# start of SELECTED EXTRACT
Not everyone can be a foster parent.  I understand that.  It has been the hardest thing I have ever done, while at the same time, the most important and rewarding thing I have done, as well. Yet, everyone can help in some way, and there are ways you can help a child in need.  With roughly 450,000 children in foster care today, there are children who are in need of a helping hand right now.  There is a child, right now, who needs your help.  Let’s look at 10 ways you can help a child in foster care without being a foster parent.

1.Become an Advocate
Perhaps the biggest impact one can make with those children placed in foster care is to become an advocate of change.  Do your research, and find out as much about foster care and foster children as you can.  Then By contacting lawmakers, politicians, and publicity agents through means of emails, letters, phone calls, and other means of communication, you can then bring attention to the needs of these young adults who are facing a series of challenges after leaving the foster care system.  Along with this, can also write editorial letters,  post information on social media websites, etc.  When you lobby for change, new laws can be introduced, and information can be brought forward to the general public.
# end of SELECTED EXTRACT
# start of DATA LINES
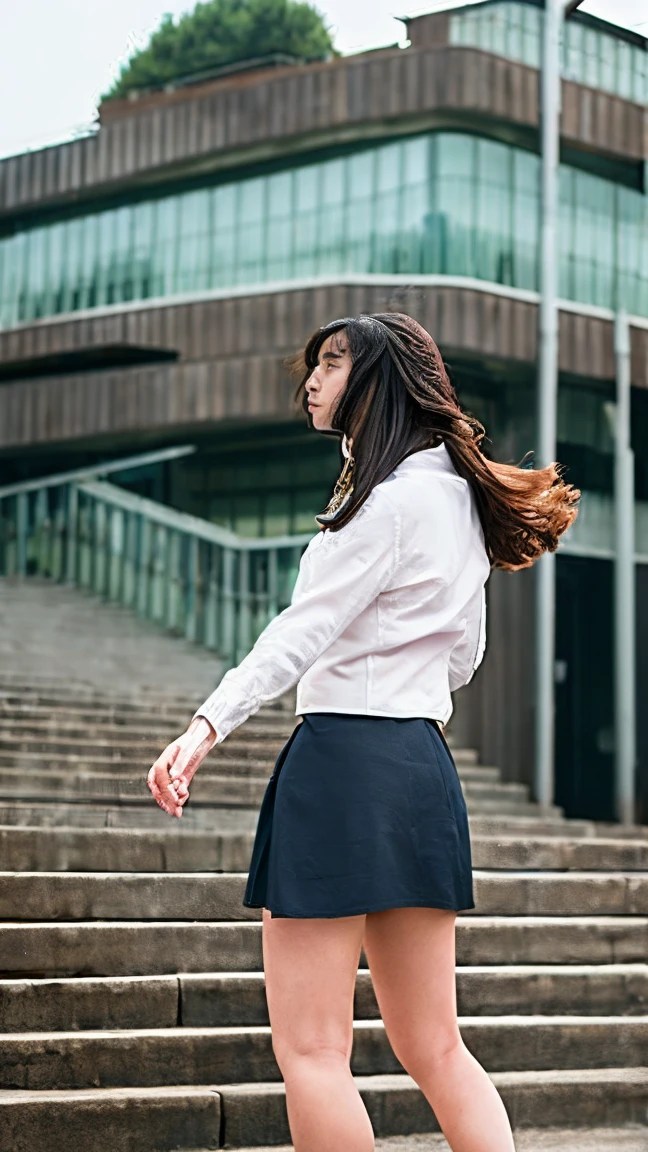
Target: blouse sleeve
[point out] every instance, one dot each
(466, 657)
(340, 574)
# end of DATA LINES
» **WORK INSTRUCTIONS**
a – Do the following statements agree with the passage on helping children in foster care? For each, answer yes or no and quote the words of the passage that decide it.
(i) The passage puts the number of children in foster care today at roughly 450,000.
(ii) The writer describes being a foster parent as the easiest thing they have done.
(iii) The passage claims that everyone can be a foster parent.
b – Repeat word for word everything in the passage on helping children in foster care from "1.Become an Advocate" down to "the general public.".

» **TASK ANSWERS**
a –
(i) Yes: "With roughly 450,000 children in foster care today"
(ii) No: "It has been the hardest thing I have ever done"
(iii) No: "Not everyone can be a foster parent."

b –
1.Become an Advocate
Perhaps the biggest impact one can make with those children placed in foster care is to become an advocate of change.  Do your research, and find out as much about foster care and foster children as you can.  Then By contacting lawmakers, politicians, and publicity agents through means of emails, letters, phone calls, and other means of communication, you can then bring attention to the needs of these young adults who are facing a series of challenges after leaving the foster care system.  Along with this, can also write editorial letters,  post information on social media websites, etc.  When you lobby for change, new laws can be introduced, and information can be brought forward to the general public.